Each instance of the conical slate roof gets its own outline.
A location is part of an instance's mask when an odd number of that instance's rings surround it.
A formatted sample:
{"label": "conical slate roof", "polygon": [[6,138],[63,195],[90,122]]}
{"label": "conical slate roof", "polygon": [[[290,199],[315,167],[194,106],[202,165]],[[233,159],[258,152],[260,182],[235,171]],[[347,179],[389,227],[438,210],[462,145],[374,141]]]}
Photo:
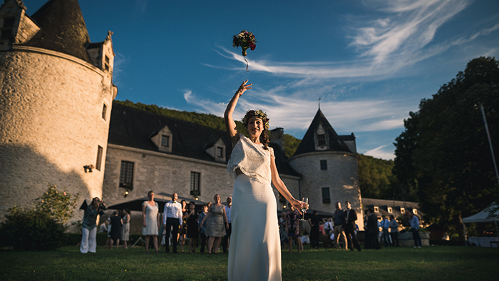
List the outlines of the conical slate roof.
{"label": "conical slate roof", "polygon": [[78,0],[50,0],[31,16],[41,30],[25,46],[66,53],[91,63],[90,43]]}
{"label": "conical slate roof", "polygon": [[[329,143],[328,149],[326,150],[316,150],[314,135],[319,125],[322,126],[322,128],[327,136],[326,140],[329,140]],[[326,117],[322,113],[320,108],[315,114],[314,120],[312,120],[310,126],[309,126],[309,129],[307,131],[307,133],[305,133],[305,136],[303,137],[302,142],[299,143],[299,145],[298,145],[298,148],[293,156],[315,151],[352,152],[349,149],[348,146],[346,146],[342,138],[334,131],[334,129],[331,124],[329,124],[327,119],[326,119]]]}

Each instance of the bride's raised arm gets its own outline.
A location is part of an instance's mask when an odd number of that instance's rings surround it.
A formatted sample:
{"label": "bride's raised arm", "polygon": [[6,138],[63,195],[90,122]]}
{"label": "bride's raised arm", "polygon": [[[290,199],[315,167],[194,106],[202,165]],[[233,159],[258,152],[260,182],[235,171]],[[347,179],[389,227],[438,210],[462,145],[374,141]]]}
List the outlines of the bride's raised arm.
{"label": "bride's raised arm", "polygon": [[248,81],[245,80],[244,82],[242,82],[241,86],[239,86],[239,88],[234,94],[234,96],[230,100],[230,102],[229,102],[229,104],[227,105],[227,108],[225,108],[225,113],[224,113],[225,128],[227,129],[227,133],[229,134],[230,140],[232,142],[232,145],[235,145],[237,140],[239,140],[239,133],[237,132],[236,123],[234,122],[234,119],[232,118],[232,113],[234,113],[234,110],[236,108],[239,98],[242,96],[242,93],[245,93],[246,90],[252,88],[252,86],[253,84],[246,85],[247,83],[248,83]]}

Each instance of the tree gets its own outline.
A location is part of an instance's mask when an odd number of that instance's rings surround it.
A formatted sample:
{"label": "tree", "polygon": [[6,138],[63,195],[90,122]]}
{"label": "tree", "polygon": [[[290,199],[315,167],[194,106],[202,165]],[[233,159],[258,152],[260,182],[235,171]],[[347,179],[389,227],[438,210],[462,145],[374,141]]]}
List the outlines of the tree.
{"label": "tree", "polygon": [[399,200],[396,178],[392,174],[393,161],[359,154],[359,185],[362,197]]}
{"label": "tree", "polygon": [[499,63],[475,58],[432,98],[421,101],[396,140],[396,175],[417,190],[426,222],[451,233],[460,233],[463,217],[495,199],[498,187],[477,105],[485,108],[497,147],[498,94]]}

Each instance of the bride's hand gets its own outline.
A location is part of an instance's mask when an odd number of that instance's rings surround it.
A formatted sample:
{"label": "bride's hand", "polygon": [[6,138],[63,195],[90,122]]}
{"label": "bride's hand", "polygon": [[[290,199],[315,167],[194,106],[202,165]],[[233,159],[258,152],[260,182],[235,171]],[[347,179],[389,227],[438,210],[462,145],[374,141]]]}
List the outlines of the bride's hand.
{"label": "bride's hand", "polygon": [[239,96],[242,96],[242,93],[246,91],[246,90],[249,90],[252,88],[252,86],[253,86],[252,83],[246,85],[246,83],[248,83],[247,79],[245,80],[244,82],[241,84],[241,86],[239,86],[239,88],[237,89],[237,91],[236,91],[236,93],[239,94]]}
{"label": "bride's hand", "polygon": [[295,209],[298,210],[298,213],[299,213],[300,215],[302,215],[302,209],[309,210],[309,204],[299,200],[293,200],[291,204]]}

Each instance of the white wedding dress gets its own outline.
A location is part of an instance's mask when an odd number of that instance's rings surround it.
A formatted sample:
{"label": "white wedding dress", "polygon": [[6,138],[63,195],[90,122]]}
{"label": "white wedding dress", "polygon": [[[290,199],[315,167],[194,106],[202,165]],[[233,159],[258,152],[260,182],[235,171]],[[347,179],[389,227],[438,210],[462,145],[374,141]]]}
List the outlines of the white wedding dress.
{"label": "white wedding dress", "polygon": [[[236,177],[229,281],[282,280],[277,205],[270,185],[271,157],[274,157],[272,148],[265,150],[240,135],[229,160],[227,170]],[[236,176],[237,168],[243,174]]]}

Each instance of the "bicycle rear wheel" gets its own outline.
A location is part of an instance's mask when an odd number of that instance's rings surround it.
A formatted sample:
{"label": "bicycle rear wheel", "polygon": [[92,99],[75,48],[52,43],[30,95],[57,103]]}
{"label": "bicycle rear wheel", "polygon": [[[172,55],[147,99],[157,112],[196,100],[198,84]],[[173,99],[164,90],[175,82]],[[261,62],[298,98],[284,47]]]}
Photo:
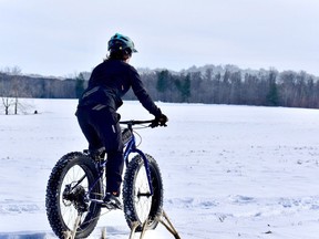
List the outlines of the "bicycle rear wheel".
{"label": "bicycle rear wheel", "polygon": [[143,229],[146,220],[147,229],[155,229],[158,224],[157,217],[162,215],[163,207],[163,180],[160,167],[152,156],[147,154],[145,156],[151,170],[153,196],[147,196],[150,186],[141,155],[136,155],[128,163],[123,184],[125,219],[130,228],[133,227],[133,222],[138,224],[136,231]]}
{"label": "bicycle rear wheel", "polygon": [[63,156],[52,169],[47,186],[45,207],[50,226],[59,238],[73,231],[81,215],[75,238],[85,238],[94,230],[101,207],[89,200],[102,198],[102,185],[97,180],[88,197],[89,188],[96,180],[94,162],[82,153]]}

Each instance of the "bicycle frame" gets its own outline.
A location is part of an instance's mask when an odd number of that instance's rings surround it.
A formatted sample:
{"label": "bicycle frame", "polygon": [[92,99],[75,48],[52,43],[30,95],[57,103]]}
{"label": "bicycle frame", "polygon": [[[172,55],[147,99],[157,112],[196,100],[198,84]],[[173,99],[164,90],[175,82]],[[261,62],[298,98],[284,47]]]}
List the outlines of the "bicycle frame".
{"label": "bicycle frame", "polygon": [[137,154],[141,155],[141,157],[143,158],[144,166],[145,166],[147,181],[148,181],[148,187],[150,187],[150,195],[144,195],[144,196],[153,196],[154,191],[153,191],[153,186],[152,186],[152,181],[151,181],[151,170],[150,170],[148,160],[147,160],[145,154],[136,147],[136,141],[135,141],[135,135],[133,134],[133,129],[130,128],[130,126],[128,126],[128,129],[132,131],[132,138],[127,142],[126,148],[124,150],[125,165],[126,166],[128,165],[128,156],[130,156],[130,154],[137,153]]}
{"label": "bicycle frame", "polygon": [[[146,197],[151,197],[153,196],[154,194],[154,190],[153,190],[153,186],[152,186],[152,179],[151,179],[151,169],[150,169],[150,164],[148,164],[148,160],[145,156],[145,154],[138,149],[136,147],[136,141],[135,141],[135,135],[133,133],[133,124],[143,124],[143,123],[152,123],[152,121],[143,121],[143,122],[137,122],[137,121],[130,121],[130,122],[120,122],[120,124],[126,124],[127,125],[127,128],[131,131],[132,133],[132,137],[128,139],[128,142],[124,145],[125,147],[125,150],[124,150],[124,162],[125,162],[125,165],[127,167],[128,163],[130,163],[130,155],[132,153],[136,153],[138,155],[141,155],[141,157],[143,158],[143,163],[144,163],[144,166],[145,166],[145,170],[146,170],[146,176],[147,176],[147,183],[148,183],[148,187],[150,187],[150,194],[140,194],[140,196],[146,196]],[[99,175],[96,177],[96,180],[94,181],[94,184],[90,187],[89,191],[88,191],[88,196],[91,194],[91,190],[94,188],[95,184],[101,180],[101,177],[103,176],[103,169],[105,168],[106,166],[106,162],[107,159],[103,159],[101,162],[97,162],[96,163],[96,167],[99,169]],[[85,176],[83,176],[83,178],[81,178],[78,184],[80,184],[83,179],[85,178]],[[90,197],[89,197],[90,198]],[[92,199],[90,198],[91,201],[95,201],[95,202],[103,202],[101,200],[96,200],[96,199]]]}

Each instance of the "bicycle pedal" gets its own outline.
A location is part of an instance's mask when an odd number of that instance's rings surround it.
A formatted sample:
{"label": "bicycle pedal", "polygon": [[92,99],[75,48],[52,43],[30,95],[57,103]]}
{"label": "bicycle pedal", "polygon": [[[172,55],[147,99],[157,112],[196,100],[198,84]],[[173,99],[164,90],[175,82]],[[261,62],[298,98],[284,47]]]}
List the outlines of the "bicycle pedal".
{"label": "bicycle pedal", "polygon": [[112,202],[102,202],[101,207],[107,208],[109,210],[115,210],[115,209],[123,210],[122,205],[116,205],[116,204],[112,204]]}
****
▸ **Given instruction**
Please rewrite the lines between the one holding "Each instance of the tree" and the one holding "List the outlines of the tree.", inclusive, with "tree" replaced by "palm tree" and nothing else changed.

▸ **Exercise response**
Each instance of the palm tree gets its own outline.
A location is part of an instance's mask when an odd number of that instance's rings surround it.
A formatted sample:
{"label": "palm tree", "polygon": [[6,138],[63,195],[90,122]]}
{"label": "palm tree", "polygon": [[[290,199],[315,167],[194,106],[202,165]],[[233,159],[258,152],[260,182],[235,171]],[[347,179],[389,227],[438,210],[462,145],[374,141]]]}
List the outlines of the palm tree.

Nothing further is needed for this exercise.